> _EXERCISE DIRECTIONS_
Copy the data below verbatim, starting with the first line and ending after the line that contains "756], [403, 271]]". Include both of those lines.

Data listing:
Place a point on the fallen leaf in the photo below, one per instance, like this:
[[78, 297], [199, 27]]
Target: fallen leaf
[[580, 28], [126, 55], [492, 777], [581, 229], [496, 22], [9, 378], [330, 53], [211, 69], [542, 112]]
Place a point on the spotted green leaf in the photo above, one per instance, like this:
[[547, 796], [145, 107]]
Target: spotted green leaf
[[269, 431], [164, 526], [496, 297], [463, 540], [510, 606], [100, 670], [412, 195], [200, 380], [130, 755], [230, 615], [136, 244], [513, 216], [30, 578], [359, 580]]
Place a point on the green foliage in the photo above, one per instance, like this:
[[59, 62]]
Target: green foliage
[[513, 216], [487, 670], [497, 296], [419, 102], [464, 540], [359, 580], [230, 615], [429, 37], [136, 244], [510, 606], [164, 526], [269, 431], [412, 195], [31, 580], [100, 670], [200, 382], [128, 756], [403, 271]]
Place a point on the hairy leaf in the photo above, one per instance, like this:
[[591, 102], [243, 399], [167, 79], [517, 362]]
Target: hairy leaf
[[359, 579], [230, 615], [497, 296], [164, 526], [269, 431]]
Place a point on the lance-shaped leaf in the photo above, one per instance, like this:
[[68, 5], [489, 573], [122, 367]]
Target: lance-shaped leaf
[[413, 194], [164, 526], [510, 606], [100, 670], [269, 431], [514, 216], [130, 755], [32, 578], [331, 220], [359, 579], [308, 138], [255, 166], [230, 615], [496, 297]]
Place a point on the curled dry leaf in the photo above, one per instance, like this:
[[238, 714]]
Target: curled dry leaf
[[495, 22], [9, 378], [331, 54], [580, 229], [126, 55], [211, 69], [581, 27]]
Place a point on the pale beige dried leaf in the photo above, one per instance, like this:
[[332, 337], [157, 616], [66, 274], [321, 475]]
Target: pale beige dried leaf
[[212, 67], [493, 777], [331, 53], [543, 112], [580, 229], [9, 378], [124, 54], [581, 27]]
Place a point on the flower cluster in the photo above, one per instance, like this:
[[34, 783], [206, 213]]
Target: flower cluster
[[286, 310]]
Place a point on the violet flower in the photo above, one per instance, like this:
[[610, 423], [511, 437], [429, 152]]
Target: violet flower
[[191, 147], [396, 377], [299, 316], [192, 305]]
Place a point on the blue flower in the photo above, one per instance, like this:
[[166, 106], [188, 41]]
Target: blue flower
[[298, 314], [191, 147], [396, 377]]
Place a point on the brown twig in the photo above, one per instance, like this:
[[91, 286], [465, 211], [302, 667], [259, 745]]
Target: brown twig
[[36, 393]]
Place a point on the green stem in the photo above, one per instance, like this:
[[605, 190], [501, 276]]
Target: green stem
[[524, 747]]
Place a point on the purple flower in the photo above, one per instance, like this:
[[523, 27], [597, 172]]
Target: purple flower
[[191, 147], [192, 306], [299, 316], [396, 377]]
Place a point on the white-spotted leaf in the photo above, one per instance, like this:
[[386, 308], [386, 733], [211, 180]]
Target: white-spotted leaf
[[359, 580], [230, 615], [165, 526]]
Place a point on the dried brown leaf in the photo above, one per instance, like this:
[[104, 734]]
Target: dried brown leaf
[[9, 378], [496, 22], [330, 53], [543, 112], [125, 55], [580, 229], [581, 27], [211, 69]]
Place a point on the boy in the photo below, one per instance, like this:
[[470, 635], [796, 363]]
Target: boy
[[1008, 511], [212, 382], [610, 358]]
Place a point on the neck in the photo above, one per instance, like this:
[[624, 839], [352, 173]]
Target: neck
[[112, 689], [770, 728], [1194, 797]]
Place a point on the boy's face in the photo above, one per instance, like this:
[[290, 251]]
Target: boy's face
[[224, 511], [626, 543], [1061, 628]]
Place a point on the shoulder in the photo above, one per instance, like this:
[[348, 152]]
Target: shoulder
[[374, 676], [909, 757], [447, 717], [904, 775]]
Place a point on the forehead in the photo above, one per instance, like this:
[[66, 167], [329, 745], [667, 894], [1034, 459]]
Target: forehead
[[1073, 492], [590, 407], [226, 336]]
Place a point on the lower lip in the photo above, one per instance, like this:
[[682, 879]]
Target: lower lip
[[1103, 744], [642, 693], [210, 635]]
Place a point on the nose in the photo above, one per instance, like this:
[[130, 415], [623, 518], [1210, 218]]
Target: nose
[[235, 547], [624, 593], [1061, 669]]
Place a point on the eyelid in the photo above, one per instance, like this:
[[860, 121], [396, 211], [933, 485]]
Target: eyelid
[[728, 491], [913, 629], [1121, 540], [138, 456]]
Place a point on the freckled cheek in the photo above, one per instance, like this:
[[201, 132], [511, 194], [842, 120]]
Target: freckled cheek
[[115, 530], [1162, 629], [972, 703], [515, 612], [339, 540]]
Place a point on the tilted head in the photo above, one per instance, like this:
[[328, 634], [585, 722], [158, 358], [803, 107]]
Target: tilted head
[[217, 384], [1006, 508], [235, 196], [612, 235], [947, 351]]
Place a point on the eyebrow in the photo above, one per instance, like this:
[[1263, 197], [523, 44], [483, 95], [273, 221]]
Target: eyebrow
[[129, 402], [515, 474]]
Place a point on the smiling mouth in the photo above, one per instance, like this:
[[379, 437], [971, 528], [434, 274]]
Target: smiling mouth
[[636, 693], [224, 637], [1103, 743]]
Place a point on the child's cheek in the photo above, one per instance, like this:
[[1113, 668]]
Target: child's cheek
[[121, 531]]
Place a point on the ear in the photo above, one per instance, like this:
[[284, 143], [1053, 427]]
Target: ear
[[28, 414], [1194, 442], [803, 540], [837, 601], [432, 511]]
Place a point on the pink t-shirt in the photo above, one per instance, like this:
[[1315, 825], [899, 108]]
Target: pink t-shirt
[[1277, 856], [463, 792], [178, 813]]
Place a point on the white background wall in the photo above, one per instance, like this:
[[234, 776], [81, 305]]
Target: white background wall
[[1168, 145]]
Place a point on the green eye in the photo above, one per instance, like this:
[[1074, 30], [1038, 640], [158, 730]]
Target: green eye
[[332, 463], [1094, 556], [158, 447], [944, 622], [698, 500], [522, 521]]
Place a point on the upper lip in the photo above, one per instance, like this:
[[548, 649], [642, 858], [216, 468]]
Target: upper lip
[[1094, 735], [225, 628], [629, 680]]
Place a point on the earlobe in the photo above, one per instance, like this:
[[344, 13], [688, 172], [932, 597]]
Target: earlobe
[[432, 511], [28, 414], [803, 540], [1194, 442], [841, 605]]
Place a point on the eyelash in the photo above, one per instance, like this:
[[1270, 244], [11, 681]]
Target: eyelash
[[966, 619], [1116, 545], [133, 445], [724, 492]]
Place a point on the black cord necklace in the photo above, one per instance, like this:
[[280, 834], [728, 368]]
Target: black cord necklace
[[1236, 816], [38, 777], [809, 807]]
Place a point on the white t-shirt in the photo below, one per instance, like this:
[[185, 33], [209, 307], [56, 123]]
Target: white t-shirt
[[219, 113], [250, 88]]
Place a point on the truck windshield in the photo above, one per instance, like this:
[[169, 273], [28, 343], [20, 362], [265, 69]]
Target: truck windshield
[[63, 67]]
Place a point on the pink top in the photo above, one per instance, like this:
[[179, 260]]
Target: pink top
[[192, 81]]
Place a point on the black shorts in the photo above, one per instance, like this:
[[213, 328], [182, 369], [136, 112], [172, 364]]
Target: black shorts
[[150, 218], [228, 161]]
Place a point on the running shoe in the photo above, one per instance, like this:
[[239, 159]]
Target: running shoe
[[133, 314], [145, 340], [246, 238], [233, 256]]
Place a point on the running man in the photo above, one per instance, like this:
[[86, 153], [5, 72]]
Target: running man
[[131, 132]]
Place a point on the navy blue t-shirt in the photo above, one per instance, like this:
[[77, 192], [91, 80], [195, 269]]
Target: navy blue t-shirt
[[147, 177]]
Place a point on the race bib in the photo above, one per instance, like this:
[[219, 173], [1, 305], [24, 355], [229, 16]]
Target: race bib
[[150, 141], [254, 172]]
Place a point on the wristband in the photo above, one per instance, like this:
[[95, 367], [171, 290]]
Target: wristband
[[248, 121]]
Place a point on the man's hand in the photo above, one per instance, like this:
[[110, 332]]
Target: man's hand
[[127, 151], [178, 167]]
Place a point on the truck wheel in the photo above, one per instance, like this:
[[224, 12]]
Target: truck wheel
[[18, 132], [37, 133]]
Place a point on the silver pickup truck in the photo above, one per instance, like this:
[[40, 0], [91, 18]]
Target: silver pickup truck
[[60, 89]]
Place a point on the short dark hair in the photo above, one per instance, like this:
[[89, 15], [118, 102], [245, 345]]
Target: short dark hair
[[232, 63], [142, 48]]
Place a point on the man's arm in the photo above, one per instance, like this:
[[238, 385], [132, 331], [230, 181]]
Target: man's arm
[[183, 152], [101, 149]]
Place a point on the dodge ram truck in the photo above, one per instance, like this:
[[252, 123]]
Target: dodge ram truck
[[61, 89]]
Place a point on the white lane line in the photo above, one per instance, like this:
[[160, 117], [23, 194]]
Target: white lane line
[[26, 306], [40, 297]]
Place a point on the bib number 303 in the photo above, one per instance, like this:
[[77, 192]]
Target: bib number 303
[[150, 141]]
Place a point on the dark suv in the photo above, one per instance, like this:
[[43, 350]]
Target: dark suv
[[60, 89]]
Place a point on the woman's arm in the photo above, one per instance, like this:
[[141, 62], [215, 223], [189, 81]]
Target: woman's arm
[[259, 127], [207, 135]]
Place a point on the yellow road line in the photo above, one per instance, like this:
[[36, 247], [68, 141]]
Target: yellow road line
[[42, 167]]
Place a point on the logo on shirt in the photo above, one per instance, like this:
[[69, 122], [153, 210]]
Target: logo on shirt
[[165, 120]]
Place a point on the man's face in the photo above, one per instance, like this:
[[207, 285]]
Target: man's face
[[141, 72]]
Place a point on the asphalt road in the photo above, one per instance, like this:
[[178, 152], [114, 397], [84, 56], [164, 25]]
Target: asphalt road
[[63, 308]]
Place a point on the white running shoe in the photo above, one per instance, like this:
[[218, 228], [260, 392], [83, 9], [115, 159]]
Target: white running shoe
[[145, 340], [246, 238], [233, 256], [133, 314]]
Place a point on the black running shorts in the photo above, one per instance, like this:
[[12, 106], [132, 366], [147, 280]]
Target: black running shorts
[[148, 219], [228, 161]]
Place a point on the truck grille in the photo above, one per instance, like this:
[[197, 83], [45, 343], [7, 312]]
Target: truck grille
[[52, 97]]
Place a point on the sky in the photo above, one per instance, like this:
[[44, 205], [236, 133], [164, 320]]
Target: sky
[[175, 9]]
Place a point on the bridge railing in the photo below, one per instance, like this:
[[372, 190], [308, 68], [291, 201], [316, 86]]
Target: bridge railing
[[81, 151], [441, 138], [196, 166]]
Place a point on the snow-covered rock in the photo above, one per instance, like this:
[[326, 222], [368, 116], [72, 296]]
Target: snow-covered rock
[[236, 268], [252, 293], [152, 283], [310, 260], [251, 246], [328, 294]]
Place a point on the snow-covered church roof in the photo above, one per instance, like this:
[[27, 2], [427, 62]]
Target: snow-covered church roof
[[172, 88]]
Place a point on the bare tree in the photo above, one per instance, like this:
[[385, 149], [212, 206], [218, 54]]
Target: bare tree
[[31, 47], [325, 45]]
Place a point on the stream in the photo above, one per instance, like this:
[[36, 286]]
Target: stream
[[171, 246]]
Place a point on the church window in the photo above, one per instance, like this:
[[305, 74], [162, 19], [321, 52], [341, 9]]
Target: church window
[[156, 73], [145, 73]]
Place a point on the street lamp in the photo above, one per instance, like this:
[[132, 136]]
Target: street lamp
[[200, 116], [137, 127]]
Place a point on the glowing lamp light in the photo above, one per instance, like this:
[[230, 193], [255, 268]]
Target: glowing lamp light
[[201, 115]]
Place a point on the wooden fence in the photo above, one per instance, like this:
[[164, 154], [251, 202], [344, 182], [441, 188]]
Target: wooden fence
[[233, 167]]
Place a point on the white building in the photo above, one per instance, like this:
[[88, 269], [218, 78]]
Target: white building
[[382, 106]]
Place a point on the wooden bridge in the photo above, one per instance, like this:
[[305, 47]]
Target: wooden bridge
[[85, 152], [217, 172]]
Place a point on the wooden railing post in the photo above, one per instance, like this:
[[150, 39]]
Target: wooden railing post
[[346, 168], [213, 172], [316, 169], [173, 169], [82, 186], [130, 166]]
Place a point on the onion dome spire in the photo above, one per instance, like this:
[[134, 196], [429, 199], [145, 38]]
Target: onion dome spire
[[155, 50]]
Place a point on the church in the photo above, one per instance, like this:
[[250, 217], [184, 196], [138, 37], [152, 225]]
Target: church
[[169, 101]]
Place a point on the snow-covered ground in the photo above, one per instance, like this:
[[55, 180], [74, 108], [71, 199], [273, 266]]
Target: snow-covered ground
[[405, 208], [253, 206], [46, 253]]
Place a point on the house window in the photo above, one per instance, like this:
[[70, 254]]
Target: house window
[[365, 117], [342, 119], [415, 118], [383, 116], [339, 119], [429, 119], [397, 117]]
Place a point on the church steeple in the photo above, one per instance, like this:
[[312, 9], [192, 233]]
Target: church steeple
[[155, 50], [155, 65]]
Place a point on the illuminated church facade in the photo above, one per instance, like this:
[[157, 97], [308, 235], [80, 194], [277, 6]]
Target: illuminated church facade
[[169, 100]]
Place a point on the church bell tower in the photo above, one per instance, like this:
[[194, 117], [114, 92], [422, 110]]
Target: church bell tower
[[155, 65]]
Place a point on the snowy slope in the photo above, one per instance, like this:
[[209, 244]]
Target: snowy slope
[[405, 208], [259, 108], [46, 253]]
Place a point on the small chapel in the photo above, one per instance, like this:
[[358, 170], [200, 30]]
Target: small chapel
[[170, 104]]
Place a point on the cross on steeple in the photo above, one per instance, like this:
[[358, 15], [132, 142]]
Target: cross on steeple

> _ANSWER_
Place a point on the fallen leaf in the photo below, one per instance, like this:
[[78, 297], [199, 27]]
Target: fallen leaf
[[580, 28], [126, 55], [492, 777], [581, 229], [496, 22], [9, 378], [330, 53], [211, 69], [542, 112]]
Place a point on the spotted green leaf in the photo above, one per instance, like this:
[[547, 796], [145, 107]]
Target: spotted green leaf
[[269, 431], [164, 526], [496, 297], [463, 540], [510, 606], [100, 670], [412, 195], [200, 380], [130, 755], [230, 615], [136, 244], [513, 216], [30, 578], [359, 580]]
Place a point on the green foliage in the photo above, one per instance, like this:
[[59, 62]]
Target: green foliage
[[513, 216], [487, 670], [497, 296], [419, 102], [464, 540], [359, 580], [230, 615], [429, 37], [136, 244], [510, 606], [164, 526], [269, 431], [412, 195], [31, 580], [100, 670], [200, 382], [128, 756], [403, 271]]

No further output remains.